Задание A
Приведите целиком каждую строку листинга, в которой встречается слово «woman».

Исходный текст
---------------

Размышления на «костях» старых автомобилей
В московском квартале Люблино недавно отыскали пространство, густо заставленное старыми автомобилями разных стран и разных же времен. Машин на этой свалке – больше двух сотен. Глядя на них, можно смотреть, удивляться, вспоминать. Это – минувшая железная жизнь, застывшая история. И - щемящая ностальгия.
Кладбище людей – мрамор, чугун, дерево. Отпечатки лиц – цифры между черточкой: был, была. Кресты, скрипящие под ветром. Протоптанные дорожки, ссохшиеся цветы. Скамеечки, столики, решетки, ограды. И – пронзительная тишина, вечный покой. Все прошло: тем, кто здесь, спешить некуда...

---------------

Задание B
Подхватите текст о свалке старых автомобилей в Люблино и продолжите его после последней фразы.

Записи с указанием названных объектов

---------------

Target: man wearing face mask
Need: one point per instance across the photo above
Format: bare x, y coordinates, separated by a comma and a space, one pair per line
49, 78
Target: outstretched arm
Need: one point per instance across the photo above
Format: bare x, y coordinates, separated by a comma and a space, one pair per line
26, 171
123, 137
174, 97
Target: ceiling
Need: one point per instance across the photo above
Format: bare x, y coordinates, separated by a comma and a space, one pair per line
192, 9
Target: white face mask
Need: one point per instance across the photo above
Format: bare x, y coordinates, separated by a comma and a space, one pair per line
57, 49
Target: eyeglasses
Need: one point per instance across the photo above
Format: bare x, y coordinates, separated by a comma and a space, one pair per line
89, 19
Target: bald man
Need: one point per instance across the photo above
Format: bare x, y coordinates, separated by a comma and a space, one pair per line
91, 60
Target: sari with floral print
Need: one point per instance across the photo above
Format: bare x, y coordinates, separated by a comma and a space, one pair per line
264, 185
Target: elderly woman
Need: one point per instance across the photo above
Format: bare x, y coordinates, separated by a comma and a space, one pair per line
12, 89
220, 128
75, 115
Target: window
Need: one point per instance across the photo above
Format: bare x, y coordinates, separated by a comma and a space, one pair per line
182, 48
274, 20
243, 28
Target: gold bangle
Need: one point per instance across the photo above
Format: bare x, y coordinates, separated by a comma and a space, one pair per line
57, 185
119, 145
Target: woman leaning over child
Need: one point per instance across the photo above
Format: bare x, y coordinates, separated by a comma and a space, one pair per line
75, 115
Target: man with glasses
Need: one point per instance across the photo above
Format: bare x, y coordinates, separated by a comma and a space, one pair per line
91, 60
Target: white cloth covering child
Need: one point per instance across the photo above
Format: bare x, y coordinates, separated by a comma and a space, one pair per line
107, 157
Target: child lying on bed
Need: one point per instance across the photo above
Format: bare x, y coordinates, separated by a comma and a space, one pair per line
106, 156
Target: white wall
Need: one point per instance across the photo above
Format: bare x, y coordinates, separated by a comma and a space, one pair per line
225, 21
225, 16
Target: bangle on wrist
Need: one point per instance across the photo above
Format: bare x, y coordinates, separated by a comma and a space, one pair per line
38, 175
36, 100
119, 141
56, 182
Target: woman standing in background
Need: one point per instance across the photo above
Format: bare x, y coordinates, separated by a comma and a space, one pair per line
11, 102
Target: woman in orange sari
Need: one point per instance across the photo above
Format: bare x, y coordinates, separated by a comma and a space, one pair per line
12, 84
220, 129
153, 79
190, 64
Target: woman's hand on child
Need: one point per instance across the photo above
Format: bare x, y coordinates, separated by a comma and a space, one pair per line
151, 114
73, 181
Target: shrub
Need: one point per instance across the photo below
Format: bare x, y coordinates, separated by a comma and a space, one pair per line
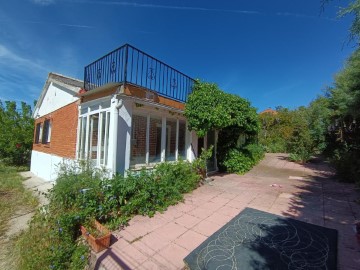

---------------

Письменный ответ A
Target: elderly woman
Target: woman leaning over child
Target: woman standing in background
Target: woman in orange sari
Target: woman's hand on child

Письменный ответ B
Кладбище автомобилей – ржавые, присыпанные землей корпуса, вросшие в землю колеса, разбитые рули. Разорванная кожа, вырванные дверцы. Когда-то эти машины весело мчали своих седоков, ревели стартерами, взвизгивали тормозами. Они были молоды, веселы, но - устали, состарились, надорвали свое бензиновое сердце. И - заснули. Одни - навсегда, других можно разбудить…
Вот благословленные Сталиным «Победы». Их целый ряд, несколько десятков, они выстроились, как боевые ветераны на свой последний парад. У них вырвали голоса, раскрошили глаза. Но помнят, что на их подушках веселились, горевали, любили. Из динамиков лилась песня: «Утро красит нежным светом стены древнего Кремля, просыпается с рассветом вся Советская земля…» Солнце било в зеркальце, змеилась нитка шоссе…
Неподалеку - «Москвичи» с запаской на спине. Эти машины были голубой мечтой. Впрочем, она иногда сбывалась. Как у товарища на плакате, который радостно машет сберкнижкой: «Накопил и машину купил!» Он возьмет отпуск, поедет в Крым и познакомится с обворожительной красоткой. Или не поедет на Черное море, потому что запричитает жена и заплачут трое детей. Он грустно покатит к теще в Тверскую область за картошкой.
Разноцветные «Волги» - заглохший радостный возглас советского автопрома. Серебристый олень на капоте – как прыжок в новую жизнь. Знак качества, признак достатка, знак престижа. На «Волгах» раскатывали большие люди: секретари райкомов, директора заводов, милицейские начальники, знаменитые ученые, артисты, спортсмены.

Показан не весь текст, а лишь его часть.